**SHORT EXERCISE**
Omit all pictures and give the records below again exactly as written.

**DATA SUPPLIED**
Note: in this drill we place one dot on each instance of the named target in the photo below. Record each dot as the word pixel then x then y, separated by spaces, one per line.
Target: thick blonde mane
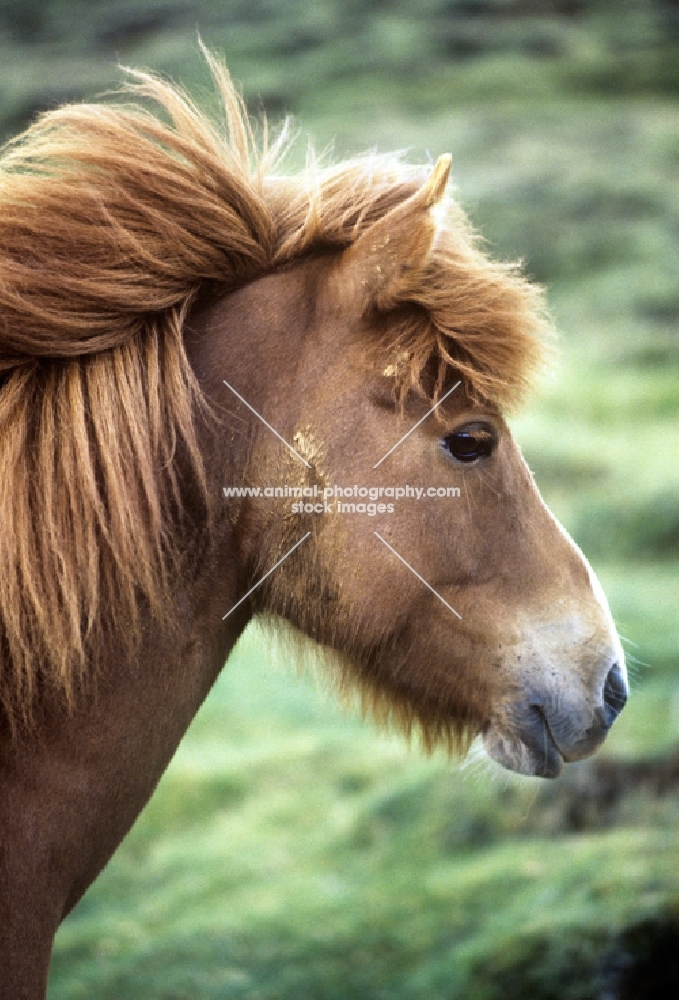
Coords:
pixel 112 220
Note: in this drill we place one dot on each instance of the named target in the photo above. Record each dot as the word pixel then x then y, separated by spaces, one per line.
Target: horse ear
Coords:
pixel 388 257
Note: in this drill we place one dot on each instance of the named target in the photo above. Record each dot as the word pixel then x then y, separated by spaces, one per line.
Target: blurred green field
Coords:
pixel 291 851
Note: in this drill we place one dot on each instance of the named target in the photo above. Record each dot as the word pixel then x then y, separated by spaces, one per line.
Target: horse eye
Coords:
pixel 471 442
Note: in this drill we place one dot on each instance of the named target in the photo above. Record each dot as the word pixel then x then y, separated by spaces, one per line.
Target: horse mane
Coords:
pixel 113 219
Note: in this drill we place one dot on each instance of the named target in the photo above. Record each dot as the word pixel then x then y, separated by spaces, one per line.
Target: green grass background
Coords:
pixel 291 850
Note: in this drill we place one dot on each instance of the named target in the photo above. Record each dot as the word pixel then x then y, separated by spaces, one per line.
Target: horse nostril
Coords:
pixel 615 694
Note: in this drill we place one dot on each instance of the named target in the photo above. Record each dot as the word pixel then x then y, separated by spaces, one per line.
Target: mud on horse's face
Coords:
pixel 533 661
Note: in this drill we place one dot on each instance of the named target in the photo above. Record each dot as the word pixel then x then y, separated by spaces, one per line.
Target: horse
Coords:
pixel 181 320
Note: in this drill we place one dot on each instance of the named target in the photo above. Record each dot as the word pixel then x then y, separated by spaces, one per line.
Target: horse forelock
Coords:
pixel 112 220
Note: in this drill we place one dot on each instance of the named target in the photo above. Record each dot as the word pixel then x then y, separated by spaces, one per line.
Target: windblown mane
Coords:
pixel 112 220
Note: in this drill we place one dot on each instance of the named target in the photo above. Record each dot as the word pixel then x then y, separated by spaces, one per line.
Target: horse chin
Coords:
pixel 531 752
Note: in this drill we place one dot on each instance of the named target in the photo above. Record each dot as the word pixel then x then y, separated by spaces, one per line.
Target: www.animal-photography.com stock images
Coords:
pixel 339 500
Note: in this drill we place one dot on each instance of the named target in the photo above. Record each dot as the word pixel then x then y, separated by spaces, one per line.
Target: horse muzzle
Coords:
pixel 540 733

**OUTPUT BELOW**
Note: in this drill we place one dot on each instance of the named target in the photo below. Record each dot as the word pixel then x then y, separated by spaces, one per line.
Target: thick blonde mane
Coords:
pixel 112 220
Note: in this drill we place one dot on each instance of the named target in the photo above. Record each dot as the word pixel then x then y, separated by spaces, one per line.
Target: horse ear
Coords:
pixel 388 257
Note: in this drill we place one dot on each instance of the named target in the photo above. Record each dot as the word pixel then x then y, separated by spaces, one per line.
Target: blurred green field
Coords:
pixel 291 851
Note: in this drill we place one dot on each instance of the named target in the photo above. Record each dot as the word pixel then x then y, separated by spaces, one per line.
Target: horse eye
Coords:
pixel 471 442
Note: in this drill we place one dot on each instance of the named target in the photo above. Record each dot as the word pixel then x then y, separated by spaces, one per line.
Target: horse mane
Coords:
pixel 113 219
Note: in this drill we place one dot on each instance of the named target in the photo above. Record each dot as the word pixel then x then y, separated by spaces, one per line.
Target: green grass background
Coords:
pixel 291 850
Note: in this drill we place one dot on each instance of the named target in the photo above. Record each dot as the word pixel then x then y, separated by spaces, one per line.
Target: horse nostril
Coords:
pixel 615 694
Note: in this drill we place one dot on each instance of the named target in the photo above. Record each dot as the word pixel then x then y, separated by spaces, one per line.
Target: mud on horse's face
Coords:
pixel 533 661
Note: in this drill we place one dot on each instance of the named target in the photo above. Record each dot as the word pixel then x then y, separated by spaces, one per line.
Target: horse
Coords:
pixel 181 320
Note: in this drill we place one dot on each instance of the named target in the photo above. Record each dot as the word pixel then x then y, separated by spaces, one per line.
Target: horse forelock
Coords:
pixel 112 220
Note: in this drill we place one dot on each instance of the named target in the photo above. Record each dot as the word pixel then x then y, separated by spaces, one per line.
Target: windblown mane
Coords:
pixel 112 220
Note: in this drill we place one dot on each instance of the named target in the photo above. Record each dot as the word pixel then x then y, separated by spaces, one per line.
Target: horse chin
Coords:
pixel 531 752
Note: in this drill we place one dot on each instance of the named target in the photo above. Record each dot as the word pixel then x then y, separated by spaces, one per line.
Target: www.animal-photography.com stock images
Coords:
pixel 339 500
Note: in this drill we place one dot on each instance of the named target in the photo above. Record each dot as the word pixel then x then y, separated by spaces, one per line.
Target: horse muzzle
Coords:
pixel 540 733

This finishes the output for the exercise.